Problem to work on
When you reach the line containing "point(487, 212)" in the records below, start copying exactly, and stop once you have copied the line containing "point(205, 275)".

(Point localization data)
-- -- --
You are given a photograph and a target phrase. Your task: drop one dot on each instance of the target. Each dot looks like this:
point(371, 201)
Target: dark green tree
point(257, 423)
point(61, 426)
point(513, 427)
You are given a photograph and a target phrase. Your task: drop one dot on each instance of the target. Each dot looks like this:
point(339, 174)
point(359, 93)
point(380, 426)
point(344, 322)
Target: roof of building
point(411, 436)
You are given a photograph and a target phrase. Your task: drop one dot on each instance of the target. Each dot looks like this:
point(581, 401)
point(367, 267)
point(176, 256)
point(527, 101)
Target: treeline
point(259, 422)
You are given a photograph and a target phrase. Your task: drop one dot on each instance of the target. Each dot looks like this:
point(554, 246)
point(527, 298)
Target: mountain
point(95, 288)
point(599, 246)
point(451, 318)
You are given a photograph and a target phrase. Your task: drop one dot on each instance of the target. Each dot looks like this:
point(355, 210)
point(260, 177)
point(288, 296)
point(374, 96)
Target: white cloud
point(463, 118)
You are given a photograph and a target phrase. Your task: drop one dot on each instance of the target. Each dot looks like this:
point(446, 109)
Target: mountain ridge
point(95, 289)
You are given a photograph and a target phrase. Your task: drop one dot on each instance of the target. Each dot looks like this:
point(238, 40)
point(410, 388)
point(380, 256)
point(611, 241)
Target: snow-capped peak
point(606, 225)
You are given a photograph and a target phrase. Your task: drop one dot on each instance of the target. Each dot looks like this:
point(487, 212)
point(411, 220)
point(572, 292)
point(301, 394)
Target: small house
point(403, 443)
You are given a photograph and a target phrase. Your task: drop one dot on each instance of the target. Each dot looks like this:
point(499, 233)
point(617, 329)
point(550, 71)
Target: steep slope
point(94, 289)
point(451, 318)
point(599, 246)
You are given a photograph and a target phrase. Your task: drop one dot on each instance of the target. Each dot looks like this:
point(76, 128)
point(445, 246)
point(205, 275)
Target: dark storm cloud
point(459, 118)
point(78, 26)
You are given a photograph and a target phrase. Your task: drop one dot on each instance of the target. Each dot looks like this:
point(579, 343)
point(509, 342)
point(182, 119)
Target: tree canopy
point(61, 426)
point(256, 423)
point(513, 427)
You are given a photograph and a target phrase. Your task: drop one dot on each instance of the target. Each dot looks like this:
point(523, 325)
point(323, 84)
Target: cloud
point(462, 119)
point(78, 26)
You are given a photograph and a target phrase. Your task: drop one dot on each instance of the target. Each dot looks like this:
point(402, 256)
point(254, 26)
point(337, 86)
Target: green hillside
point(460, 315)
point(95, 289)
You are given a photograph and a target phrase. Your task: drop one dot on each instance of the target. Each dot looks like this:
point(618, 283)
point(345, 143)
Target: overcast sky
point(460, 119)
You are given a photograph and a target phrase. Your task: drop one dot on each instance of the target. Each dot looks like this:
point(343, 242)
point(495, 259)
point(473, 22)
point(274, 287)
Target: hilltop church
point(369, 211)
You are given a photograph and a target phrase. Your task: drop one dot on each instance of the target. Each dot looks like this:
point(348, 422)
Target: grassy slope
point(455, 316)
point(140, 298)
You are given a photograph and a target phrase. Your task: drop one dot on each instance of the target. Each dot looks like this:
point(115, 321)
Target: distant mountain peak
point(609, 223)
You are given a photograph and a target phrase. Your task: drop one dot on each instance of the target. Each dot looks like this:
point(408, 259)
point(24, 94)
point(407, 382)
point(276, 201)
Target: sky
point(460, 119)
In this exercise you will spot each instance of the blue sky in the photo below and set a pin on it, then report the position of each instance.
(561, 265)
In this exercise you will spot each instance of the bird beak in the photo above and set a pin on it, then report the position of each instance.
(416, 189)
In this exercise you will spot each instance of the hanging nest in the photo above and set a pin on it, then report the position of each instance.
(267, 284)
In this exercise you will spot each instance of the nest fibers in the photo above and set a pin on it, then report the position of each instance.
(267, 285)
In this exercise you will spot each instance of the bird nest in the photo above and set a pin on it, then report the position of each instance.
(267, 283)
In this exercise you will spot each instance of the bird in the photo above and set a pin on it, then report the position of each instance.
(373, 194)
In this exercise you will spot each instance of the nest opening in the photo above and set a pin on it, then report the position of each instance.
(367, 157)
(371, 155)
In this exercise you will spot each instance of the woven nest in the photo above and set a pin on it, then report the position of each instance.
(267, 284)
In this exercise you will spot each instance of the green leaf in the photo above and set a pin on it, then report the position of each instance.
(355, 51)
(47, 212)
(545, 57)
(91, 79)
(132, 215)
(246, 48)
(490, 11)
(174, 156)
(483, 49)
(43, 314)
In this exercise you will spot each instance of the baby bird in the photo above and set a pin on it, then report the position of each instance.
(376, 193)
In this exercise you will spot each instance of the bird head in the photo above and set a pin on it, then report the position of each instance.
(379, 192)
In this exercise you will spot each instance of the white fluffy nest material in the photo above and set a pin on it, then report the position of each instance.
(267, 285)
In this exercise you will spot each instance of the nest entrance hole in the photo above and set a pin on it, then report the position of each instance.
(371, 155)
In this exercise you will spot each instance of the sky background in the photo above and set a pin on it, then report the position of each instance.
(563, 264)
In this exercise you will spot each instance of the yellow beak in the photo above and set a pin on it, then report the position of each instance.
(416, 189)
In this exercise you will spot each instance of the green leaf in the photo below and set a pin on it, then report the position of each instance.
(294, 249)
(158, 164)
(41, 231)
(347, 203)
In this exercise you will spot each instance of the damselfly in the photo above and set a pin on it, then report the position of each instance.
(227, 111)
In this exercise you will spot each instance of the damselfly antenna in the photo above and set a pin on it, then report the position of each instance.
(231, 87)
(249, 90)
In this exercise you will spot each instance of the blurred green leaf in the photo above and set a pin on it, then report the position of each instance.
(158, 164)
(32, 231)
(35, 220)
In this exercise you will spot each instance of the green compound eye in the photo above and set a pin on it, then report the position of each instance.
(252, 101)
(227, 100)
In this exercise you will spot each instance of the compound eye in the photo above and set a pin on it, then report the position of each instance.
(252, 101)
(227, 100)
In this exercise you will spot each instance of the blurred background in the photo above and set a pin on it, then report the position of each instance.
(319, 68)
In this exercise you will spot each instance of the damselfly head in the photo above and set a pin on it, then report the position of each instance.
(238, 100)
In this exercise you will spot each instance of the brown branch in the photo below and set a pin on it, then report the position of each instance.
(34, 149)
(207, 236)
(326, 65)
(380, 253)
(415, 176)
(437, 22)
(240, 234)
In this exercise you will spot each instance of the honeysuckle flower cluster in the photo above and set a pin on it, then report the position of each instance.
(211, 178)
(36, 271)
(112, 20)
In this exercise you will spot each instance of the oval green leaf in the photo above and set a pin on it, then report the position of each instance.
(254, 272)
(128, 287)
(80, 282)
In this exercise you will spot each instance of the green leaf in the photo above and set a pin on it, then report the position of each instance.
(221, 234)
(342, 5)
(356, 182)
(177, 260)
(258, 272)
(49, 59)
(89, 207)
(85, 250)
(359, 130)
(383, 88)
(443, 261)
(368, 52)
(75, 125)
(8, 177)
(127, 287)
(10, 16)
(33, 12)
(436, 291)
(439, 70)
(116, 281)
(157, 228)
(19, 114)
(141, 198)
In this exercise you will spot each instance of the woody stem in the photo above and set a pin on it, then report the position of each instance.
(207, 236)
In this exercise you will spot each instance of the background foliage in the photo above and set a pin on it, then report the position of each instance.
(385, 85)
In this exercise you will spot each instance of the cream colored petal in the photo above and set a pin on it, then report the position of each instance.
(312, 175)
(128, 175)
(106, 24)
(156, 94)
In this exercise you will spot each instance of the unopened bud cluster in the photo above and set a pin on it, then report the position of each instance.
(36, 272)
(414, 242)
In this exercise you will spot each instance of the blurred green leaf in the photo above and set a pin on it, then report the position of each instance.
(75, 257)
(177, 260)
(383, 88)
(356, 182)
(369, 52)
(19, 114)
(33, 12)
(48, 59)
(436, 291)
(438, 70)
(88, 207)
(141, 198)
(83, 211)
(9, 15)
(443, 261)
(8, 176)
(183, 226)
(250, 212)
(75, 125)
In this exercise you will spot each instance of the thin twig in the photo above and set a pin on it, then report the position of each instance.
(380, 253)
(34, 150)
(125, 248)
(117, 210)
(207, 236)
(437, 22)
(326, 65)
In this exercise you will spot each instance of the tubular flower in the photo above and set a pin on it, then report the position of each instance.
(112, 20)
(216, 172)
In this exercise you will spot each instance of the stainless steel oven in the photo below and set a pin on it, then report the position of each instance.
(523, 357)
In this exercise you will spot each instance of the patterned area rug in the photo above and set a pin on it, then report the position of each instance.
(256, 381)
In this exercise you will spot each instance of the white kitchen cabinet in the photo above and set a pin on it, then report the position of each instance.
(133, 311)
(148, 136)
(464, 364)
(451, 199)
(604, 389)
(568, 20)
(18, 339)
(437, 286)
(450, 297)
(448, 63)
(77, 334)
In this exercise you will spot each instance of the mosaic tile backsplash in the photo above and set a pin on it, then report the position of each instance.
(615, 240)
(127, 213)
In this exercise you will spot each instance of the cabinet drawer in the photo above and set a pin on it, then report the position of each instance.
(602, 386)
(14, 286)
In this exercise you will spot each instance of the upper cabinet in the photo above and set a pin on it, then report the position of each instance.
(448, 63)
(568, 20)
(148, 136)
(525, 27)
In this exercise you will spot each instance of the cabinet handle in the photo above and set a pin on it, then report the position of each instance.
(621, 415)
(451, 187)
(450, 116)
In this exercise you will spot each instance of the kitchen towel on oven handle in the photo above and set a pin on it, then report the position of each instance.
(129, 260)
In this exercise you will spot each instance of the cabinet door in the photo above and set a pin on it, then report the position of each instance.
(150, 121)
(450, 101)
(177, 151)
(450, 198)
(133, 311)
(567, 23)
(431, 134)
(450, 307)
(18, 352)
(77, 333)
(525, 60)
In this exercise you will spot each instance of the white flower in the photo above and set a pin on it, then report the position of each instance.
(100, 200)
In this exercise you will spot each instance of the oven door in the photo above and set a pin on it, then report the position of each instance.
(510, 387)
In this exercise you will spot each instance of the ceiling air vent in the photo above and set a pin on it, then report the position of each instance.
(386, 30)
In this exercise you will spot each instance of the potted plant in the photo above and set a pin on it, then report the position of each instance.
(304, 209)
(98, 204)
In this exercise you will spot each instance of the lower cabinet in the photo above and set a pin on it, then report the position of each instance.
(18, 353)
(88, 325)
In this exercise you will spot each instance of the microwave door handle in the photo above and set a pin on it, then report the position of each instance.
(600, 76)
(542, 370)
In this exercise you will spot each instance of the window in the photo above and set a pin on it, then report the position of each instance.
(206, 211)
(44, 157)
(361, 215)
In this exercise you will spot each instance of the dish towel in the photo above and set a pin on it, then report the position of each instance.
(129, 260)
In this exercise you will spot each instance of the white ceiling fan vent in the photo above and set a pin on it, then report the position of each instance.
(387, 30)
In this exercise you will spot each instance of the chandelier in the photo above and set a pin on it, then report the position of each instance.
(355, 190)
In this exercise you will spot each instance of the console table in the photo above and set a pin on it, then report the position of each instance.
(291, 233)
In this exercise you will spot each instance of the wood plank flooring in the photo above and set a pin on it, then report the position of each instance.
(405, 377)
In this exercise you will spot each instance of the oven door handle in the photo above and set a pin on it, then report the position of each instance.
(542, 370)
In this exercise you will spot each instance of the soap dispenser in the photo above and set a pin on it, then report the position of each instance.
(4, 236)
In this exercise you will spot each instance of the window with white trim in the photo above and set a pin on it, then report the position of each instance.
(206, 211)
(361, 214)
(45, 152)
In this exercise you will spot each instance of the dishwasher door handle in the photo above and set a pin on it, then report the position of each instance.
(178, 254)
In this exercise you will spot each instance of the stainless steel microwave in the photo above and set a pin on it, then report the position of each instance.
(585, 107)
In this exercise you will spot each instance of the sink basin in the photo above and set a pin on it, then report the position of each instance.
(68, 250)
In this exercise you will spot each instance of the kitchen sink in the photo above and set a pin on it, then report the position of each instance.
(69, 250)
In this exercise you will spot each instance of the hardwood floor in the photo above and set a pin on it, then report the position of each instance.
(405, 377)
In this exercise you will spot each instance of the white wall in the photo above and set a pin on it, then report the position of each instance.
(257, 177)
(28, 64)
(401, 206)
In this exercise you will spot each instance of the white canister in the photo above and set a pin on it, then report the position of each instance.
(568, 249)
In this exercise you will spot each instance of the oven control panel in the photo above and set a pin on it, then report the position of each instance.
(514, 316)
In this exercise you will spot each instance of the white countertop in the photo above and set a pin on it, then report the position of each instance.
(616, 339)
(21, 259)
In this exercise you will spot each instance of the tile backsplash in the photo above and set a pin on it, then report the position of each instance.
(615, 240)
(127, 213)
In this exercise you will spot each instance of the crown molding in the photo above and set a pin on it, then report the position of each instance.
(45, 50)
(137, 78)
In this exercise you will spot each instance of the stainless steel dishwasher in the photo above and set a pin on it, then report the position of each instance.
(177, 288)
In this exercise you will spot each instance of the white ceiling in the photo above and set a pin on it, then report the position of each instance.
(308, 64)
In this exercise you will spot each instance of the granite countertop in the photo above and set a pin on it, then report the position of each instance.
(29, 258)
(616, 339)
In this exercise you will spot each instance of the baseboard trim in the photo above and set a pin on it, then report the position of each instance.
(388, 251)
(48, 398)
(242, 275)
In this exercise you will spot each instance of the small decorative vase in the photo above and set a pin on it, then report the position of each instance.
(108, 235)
-- -- --
Response
point(487, 212)
point(411, 220)
point(572, 292)
point(301, 394)
Target: small house
point(403, 443)
You are given a photograph and a target phrase. Your task: drop one dot on each instance of the target. Each dot looks like this:
point(499, 233)
point(617, 329)
point(550, 71)
Target: steep slope
point(94, 289)
point(451, 318)
point(599, 246)
You are given a photograph and a target phrase. Your task: drop one dot on each instance of the target. Each dot looks like this:
point(76, 128)
point(445, 246)
point(205, 275)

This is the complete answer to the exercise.